---------- Texto ----------
Un héroe olvidado
Ser hijo del exilio marca. Como dicen del bautizo, imprime carácter indeleble. A veces envidio a los que pueden decir, sin la menor duda, ésta es mi tierra. En aquel cementerio están mis tatarabuelos, y ahí reposaré yo. Yo no puedo. Estoy suspendido a mitad del Atlántico, oscilando siempre entre dos amores y dos nostalgias. En un sitio, a diez mil kilómetros de su Galicia natal y de los campos y ríos que sobrevolaba cuando era dichoso, está enterrado el abuelo aviador, el que luchó en la guerra... y la perdió. Eso también marca, ser hijo de derrotas. De derrotas dignas, claro está.
El abuelo hizo la ruta consabida: Barcelona, La Jonquera, Argelès-sur-Mer y su campo de concentración. Mientras, mi abuela y sus hijos encontraban refugio en el Orán francés, al lado de una hermana. Finalmente, la familia pudo reunirse en Orán, gracias a algún proviso de reagrupación familiar que permitió el gobierno de Vichy y a que, me dicen, mi tía abuela no cejó en su esfuerzo de reclamar a su cuñado. Fueron años de privaciones. Lo habían perdido todo, absolutamente todo. Apenas puedo imaginar su desesperanza.
Pero sin ellos saberlo, algunos héroes conspiraban para devolverles algo de lo que habían perdido. El primero de ellos se llamaba Lázaro Cárdenas y era Presidente del lejano México. Amigo insobornable de la República Española, durante la Guerra hizo todo lo que estuvo en su mano para ayudarla, tanto diplomática como militarmente, enviando armas, sin olvidar la acogida que brindó a algunos de esos niños de la guerra que dejaron su patria sin saber que era para siempre. La política exterior de México (con equis, si no es mucha molestia), país invadido y mutilado desde casi su nacimiento, se había caracterizado siempre por su nobleza e idealismo, pero en tiempos de Cárdenas esa política alcanzó cotas nunca imaginadas. Derrotados los republicanos, Cárdenas decidió que su misión era salvar a tantos como pudiera. Salvarlos de las garras de Franco, cuyo ministro de Exteriores, Serrano Suñer, ya exigía extradiciones a Vichy, ya le decía a Ribbentropp que los españoles exiliados eran apátridas y la Alemania nazi podía hacer con ellos lo que quisiera. Salvarlos también del propio Vichy y de los nazis.
Cárdenas hizo algo asombroso. Dispuso que México acogiera a todos los exiliados que lo solicitaran, sin ningún distingo, sin pedir contraprestación alguna, con los gastos de transporte a cargo del propio gobierno mexicano. Mientras daba las órdenes pertinentes, declaraba convencido: "No podemos aceptar que haya un hombre en el mundo que carezca de un lugar donde vivir”
---------- Líneas de datos ----------
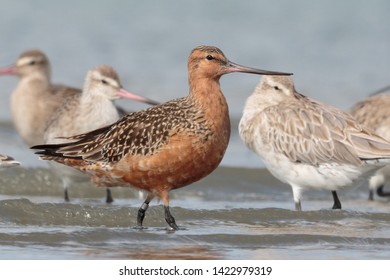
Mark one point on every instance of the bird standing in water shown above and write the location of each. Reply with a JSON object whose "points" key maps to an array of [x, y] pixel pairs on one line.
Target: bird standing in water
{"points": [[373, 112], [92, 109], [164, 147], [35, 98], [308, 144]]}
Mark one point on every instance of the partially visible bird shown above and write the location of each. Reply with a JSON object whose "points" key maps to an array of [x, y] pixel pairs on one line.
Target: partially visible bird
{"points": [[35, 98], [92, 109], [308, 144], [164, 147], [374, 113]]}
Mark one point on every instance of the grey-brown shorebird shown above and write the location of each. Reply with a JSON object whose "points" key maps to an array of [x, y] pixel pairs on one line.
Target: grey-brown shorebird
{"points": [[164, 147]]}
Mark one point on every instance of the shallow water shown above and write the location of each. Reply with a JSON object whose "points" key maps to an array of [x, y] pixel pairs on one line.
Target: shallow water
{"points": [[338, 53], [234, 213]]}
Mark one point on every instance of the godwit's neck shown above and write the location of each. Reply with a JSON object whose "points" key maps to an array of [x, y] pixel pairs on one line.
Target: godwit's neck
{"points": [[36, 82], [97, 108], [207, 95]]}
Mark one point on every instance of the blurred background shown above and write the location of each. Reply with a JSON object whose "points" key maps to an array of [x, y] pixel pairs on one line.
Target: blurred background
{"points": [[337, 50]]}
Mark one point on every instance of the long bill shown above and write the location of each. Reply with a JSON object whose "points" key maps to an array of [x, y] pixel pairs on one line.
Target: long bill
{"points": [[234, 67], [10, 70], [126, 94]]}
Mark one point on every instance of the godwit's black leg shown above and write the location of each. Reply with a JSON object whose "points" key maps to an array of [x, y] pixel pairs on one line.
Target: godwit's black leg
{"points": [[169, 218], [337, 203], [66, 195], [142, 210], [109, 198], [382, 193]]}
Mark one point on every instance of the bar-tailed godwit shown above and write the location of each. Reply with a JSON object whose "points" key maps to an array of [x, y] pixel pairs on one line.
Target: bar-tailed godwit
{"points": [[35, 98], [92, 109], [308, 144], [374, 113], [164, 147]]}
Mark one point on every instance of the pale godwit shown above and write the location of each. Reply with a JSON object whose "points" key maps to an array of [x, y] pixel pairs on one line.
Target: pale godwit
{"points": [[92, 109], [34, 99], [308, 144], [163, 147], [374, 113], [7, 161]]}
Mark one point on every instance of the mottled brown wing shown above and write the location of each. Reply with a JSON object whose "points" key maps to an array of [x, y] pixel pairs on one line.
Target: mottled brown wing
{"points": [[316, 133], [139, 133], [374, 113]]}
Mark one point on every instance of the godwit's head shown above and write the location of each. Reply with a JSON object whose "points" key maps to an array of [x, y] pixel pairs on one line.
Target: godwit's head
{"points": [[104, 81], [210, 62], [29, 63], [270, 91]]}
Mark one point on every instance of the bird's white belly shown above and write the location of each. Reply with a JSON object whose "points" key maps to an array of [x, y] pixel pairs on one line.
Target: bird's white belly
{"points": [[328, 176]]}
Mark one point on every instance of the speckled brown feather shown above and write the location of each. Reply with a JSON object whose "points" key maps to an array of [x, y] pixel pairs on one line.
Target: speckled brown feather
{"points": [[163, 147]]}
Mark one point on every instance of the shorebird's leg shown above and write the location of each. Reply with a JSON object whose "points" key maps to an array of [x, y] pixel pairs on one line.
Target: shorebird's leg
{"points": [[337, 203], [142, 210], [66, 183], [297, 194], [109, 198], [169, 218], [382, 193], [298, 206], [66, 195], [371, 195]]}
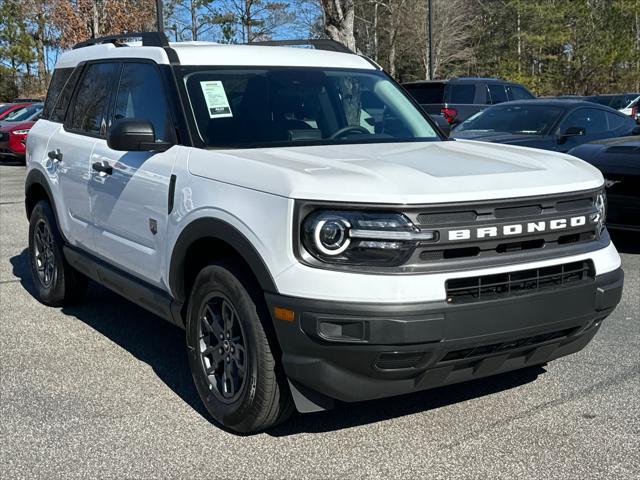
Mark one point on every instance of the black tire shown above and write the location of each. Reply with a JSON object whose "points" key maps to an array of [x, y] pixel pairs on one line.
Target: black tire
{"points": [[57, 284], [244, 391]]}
----------
#### Lo que hará:
**1)** Reproduzca literalmente el fragmento del texto sobre el exilio republicano que comienza en "El abuelo hizo" y termina en "imaginar su desesperanza.".
**2)** Según el texto sobre el exilio republicano, ¿dónde encontraron refugio la abuela y sus hijos mientras el abuelo seguía la ruta hacia Argelès-sur-Mer?
**3)** Resuma en dos oraciones el texto sobre el exilio republicano.

#### Soluciones por tarea:
**1)**
El abuelo hizo la ruta consabida: Barcelona, La Jonquera, Argelès-sur-Mer y su campo de concentración. Mientras, mi abuela y sus hijos encontraban refugio en el Orán francés, al lado de una hermana. Finalmente, la familia pudo reunirse en Orán, gracias a algún proviso de reagrupación familiar que permitió el gobierno de Vichy y a que, me dicen, mi tía abuela no cejó en su esfuerzo de reclamar a su cuñado. Fueron años de privaciones. Lo habían perdido todo, absolutamente todo. Apenas puedo imaginar su desesperanza.

**2)** En el Orán francés, al lado de una hermana.

**3)** El texto evoca a un abuelo aviador gallego que luchó en la guerra y la perdió, pasó por el campo de concentración de Argelès-sur-Mer y acabó reunido con su familia en Orán, donde vivieron años de privaciones tras perderlo todo. Frente a esa situación, el presidente mexicano Lázaro Cárdenas, amigo de la República Española, decidió salvar a tantos exiliados como pudiera y dispuso que México acogiera sin distingo a todos los que lo solicitaran, con el transporte a cargo de su gobierno.